— begin Dataset entries —

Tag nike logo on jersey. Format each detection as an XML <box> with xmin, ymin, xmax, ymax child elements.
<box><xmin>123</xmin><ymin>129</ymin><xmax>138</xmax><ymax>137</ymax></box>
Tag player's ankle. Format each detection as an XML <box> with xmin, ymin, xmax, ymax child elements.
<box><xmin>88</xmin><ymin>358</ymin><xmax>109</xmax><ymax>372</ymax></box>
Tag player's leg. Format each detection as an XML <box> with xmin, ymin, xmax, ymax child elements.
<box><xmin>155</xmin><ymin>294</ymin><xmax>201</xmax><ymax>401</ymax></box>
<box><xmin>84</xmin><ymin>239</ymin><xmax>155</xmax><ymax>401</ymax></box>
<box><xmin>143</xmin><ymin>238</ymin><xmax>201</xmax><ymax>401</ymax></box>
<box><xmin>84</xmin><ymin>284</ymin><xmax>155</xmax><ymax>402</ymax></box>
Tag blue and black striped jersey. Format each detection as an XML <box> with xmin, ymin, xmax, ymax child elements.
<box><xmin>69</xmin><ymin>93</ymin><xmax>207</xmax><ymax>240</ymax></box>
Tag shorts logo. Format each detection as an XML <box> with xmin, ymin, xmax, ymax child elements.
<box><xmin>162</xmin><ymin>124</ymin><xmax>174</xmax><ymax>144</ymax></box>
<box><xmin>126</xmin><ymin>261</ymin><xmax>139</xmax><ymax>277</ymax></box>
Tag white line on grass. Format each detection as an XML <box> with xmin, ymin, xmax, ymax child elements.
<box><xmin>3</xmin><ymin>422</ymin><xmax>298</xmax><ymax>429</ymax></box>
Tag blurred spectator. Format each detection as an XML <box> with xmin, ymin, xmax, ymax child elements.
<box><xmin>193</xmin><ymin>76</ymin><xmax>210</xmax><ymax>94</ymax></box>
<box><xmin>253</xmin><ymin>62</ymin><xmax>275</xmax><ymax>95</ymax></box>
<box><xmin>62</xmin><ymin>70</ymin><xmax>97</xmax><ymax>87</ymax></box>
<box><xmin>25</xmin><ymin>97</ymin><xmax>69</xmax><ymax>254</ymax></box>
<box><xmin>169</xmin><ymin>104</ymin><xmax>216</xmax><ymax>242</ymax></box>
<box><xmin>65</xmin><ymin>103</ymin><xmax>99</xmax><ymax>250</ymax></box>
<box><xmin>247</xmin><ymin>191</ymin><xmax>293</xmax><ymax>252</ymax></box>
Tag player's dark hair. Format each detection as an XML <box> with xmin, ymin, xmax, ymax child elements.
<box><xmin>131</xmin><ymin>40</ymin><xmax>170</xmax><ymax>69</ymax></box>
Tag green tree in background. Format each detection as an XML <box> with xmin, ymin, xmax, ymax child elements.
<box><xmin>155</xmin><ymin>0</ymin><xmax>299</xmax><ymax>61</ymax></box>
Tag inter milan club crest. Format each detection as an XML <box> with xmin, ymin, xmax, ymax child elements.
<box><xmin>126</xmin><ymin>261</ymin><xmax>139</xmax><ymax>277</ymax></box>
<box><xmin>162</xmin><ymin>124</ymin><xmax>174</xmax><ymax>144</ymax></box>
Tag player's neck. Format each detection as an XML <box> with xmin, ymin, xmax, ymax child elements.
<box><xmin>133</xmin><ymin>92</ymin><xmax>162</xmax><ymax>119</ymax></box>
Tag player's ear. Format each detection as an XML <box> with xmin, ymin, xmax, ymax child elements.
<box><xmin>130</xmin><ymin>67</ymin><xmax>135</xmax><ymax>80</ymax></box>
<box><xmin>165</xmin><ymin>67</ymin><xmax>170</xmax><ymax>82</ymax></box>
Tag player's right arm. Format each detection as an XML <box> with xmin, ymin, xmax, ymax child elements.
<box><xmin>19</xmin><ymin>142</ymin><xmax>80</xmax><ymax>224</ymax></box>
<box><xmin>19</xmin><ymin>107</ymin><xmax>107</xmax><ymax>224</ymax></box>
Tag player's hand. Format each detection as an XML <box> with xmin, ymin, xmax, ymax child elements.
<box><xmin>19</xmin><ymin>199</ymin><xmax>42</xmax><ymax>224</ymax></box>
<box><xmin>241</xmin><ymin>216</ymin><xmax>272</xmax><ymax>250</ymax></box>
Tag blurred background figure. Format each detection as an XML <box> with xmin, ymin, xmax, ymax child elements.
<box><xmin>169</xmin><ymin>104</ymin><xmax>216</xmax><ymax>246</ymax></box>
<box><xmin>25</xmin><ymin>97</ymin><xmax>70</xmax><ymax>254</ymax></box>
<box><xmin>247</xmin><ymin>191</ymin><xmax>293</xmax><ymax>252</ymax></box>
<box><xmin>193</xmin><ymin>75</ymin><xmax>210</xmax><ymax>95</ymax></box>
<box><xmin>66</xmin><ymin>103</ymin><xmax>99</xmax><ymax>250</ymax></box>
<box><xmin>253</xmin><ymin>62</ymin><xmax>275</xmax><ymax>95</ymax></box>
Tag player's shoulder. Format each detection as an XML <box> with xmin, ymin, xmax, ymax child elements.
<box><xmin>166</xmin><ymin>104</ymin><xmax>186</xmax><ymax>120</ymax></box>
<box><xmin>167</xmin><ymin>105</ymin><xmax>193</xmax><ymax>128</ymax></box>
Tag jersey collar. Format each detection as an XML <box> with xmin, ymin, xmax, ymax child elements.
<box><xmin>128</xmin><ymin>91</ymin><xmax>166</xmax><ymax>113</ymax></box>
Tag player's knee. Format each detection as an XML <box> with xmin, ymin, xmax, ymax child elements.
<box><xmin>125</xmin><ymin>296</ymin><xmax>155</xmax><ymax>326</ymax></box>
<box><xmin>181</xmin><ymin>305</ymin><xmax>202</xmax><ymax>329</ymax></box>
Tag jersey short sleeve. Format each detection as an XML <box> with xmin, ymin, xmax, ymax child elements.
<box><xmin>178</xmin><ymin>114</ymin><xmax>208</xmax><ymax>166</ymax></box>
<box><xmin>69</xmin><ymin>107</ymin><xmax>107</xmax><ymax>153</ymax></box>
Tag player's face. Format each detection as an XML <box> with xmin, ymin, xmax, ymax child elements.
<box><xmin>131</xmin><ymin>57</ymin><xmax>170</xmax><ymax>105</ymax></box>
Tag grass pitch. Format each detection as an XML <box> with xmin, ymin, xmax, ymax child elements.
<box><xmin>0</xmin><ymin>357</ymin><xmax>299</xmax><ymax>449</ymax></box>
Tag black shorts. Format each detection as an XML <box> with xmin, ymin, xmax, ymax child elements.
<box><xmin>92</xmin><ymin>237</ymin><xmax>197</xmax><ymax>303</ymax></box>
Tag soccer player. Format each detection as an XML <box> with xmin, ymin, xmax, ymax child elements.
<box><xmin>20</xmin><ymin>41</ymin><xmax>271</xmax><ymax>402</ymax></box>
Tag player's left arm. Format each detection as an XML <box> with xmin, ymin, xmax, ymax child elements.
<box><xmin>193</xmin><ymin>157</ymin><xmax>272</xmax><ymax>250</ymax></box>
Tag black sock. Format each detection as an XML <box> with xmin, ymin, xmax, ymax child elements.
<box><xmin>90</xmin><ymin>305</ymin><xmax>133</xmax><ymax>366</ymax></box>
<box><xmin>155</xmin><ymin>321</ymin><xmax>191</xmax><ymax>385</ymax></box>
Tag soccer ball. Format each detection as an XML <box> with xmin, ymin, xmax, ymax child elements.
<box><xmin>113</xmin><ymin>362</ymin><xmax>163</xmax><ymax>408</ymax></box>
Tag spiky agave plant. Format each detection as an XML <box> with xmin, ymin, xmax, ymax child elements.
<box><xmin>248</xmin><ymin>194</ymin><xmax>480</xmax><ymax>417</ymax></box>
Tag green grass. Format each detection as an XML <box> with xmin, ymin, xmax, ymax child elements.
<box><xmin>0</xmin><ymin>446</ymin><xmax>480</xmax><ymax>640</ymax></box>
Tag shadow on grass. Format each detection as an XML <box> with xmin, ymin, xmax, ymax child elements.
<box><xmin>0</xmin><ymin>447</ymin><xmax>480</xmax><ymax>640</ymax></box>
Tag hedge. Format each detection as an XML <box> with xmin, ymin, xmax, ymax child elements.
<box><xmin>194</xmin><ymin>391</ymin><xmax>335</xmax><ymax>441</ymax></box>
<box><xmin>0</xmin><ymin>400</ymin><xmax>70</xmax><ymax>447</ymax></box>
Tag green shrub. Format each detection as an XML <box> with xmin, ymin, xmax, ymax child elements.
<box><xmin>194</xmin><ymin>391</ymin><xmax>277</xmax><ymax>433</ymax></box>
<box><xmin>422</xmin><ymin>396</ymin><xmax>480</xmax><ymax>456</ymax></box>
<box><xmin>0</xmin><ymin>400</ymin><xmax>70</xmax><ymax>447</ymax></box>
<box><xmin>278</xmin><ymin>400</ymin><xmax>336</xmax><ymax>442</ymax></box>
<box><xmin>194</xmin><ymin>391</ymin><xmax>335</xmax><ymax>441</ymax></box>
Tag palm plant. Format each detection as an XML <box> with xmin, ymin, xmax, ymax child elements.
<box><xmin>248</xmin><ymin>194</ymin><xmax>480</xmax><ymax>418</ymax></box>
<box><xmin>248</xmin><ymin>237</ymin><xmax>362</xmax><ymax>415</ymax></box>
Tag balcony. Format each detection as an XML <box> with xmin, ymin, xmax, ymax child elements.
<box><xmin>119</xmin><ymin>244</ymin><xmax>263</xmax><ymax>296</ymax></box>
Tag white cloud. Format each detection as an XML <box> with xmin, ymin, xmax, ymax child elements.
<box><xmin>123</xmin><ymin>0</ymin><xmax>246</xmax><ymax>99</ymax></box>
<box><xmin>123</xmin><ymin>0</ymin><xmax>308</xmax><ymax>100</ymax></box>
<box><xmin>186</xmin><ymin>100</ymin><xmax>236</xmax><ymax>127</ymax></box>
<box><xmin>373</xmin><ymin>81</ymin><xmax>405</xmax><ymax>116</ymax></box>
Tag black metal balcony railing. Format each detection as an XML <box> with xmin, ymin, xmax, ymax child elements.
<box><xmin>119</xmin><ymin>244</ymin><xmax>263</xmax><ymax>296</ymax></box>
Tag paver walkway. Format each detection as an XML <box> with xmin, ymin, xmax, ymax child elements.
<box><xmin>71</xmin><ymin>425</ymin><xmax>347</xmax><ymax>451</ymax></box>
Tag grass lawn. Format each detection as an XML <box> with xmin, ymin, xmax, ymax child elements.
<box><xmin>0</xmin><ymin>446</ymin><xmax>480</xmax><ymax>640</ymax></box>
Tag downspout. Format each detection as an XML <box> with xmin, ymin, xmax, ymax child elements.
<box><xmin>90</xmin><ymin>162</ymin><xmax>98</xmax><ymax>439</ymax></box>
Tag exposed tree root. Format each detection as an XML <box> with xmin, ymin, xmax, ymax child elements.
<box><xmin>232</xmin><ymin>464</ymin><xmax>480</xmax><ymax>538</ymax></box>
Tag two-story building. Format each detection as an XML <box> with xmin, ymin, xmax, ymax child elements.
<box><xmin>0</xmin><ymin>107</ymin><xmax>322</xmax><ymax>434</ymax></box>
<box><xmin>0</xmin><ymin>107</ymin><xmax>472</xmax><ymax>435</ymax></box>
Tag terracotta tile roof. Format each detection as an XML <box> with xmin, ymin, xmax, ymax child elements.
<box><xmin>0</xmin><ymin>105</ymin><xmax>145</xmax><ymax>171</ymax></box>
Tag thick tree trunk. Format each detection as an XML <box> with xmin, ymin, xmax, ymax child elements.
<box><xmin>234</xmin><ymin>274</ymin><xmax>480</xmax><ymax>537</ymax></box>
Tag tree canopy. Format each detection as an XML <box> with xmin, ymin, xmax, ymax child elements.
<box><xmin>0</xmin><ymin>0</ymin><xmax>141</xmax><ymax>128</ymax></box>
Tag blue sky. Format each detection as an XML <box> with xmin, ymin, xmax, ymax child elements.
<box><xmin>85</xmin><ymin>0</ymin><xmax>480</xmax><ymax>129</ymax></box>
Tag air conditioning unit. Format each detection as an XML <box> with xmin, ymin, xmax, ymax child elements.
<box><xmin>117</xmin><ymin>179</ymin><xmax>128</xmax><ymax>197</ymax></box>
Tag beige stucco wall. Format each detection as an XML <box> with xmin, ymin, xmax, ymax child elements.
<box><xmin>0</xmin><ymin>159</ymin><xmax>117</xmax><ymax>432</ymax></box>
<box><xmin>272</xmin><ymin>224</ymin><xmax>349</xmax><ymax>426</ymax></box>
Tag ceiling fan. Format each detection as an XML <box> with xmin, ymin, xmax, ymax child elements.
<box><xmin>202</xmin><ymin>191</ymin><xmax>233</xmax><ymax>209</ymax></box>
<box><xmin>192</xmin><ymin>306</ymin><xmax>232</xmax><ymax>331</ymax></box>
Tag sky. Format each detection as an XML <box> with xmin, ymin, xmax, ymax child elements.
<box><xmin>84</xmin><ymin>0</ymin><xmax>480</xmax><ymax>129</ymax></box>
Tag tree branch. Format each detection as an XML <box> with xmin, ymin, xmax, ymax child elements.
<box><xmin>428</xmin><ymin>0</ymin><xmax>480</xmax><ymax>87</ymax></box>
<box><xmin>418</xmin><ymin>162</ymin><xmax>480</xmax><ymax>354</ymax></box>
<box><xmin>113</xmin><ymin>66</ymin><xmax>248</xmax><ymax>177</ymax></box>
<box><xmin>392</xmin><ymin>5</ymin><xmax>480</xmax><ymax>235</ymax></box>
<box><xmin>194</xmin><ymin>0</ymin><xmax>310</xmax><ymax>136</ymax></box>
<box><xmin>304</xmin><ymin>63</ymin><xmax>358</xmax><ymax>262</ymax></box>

— end Dataset entries —

**Required work:**
How many lines in the entries above contain the word "soccer"? Reply with the number alone.

**Answer to this exercise:**
2